§ **Extract to read**:
------------------------------------

RE: Sipp vs isa6 Dec 2020 08:02
All this focus on avoiding tax on a SIPP is a little disingenuous and alarmist in my opinion.
As you pay into your pension (SIPP) the government allows you to do this tax free and also adds 20%. Where else can you get an immediate 20% return as soon as you invest?
An ISA has to be funded from your post tax income (that's post tax and NI contributions too) so effectively you can only invest at around 73% of your your earnings here (even less for a higher rate tax payer).
Right, back to the SIPP. You get to invest your 120% of contributions in all sorts of interesting ways and get to keep all the income and capital gains within your SIPP. (At this point you are streets ahead of an ISA, which will never catch up using the same investments). All this is done to encourage you to make sensible provision for your retirement, which if you are lucky to have stellar returns can start at 55.

------------------------------------

[Data entries]
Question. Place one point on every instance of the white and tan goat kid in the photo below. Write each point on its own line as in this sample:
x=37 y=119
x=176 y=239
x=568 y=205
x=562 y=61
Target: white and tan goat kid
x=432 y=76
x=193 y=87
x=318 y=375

------------------------------------

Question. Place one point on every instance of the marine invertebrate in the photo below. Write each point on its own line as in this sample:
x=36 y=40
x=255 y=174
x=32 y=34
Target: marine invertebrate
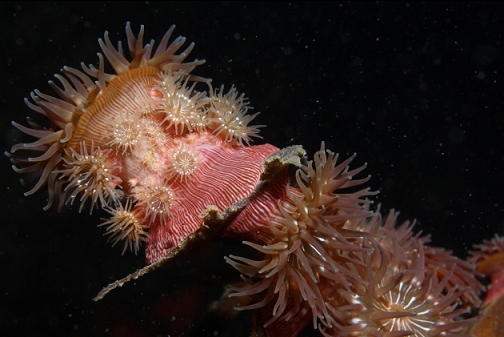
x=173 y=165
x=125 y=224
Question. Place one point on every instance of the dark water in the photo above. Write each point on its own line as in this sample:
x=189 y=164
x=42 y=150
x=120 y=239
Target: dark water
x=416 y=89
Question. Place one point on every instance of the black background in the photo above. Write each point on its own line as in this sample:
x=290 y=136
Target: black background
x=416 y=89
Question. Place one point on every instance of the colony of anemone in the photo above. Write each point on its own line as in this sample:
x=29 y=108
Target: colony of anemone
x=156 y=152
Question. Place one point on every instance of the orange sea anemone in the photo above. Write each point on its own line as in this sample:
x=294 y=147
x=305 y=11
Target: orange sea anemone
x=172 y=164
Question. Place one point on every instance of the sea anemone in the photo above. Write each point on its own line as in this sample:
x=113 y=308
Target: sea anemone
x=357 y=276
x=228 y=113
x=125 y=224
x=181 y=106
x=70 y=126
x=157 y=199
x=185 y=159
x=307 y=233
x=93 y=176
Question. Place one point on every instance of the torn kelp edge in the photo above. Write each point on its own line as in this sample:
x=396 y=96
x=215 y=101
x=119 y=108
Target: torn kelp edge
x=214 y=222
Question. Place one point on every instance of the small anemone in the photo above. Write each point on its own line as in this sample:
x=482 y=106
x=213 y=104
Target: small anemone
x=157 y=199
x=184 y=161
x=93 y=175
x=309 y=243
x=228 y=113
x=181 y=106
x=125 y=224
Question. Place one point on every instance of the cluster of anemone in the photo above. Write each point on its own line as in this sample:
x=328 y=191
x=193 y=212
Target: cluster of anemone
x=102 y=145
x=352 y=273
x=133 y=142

------------------------------------

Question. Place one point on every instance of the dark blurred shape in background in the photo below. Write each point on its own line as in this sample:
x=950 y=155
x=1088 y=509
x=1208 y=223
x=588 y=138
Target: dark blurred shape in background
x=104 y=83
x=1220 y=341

------------------------------------

§ **What is being asked**:
In the forum post comparing a SIPP with an ISA, roughly what share of your earnings can you effectively invest in an ISA?

§ **Answer for the task**:
Around 73% of your earnings, and even less for a higher-rate taxpayer.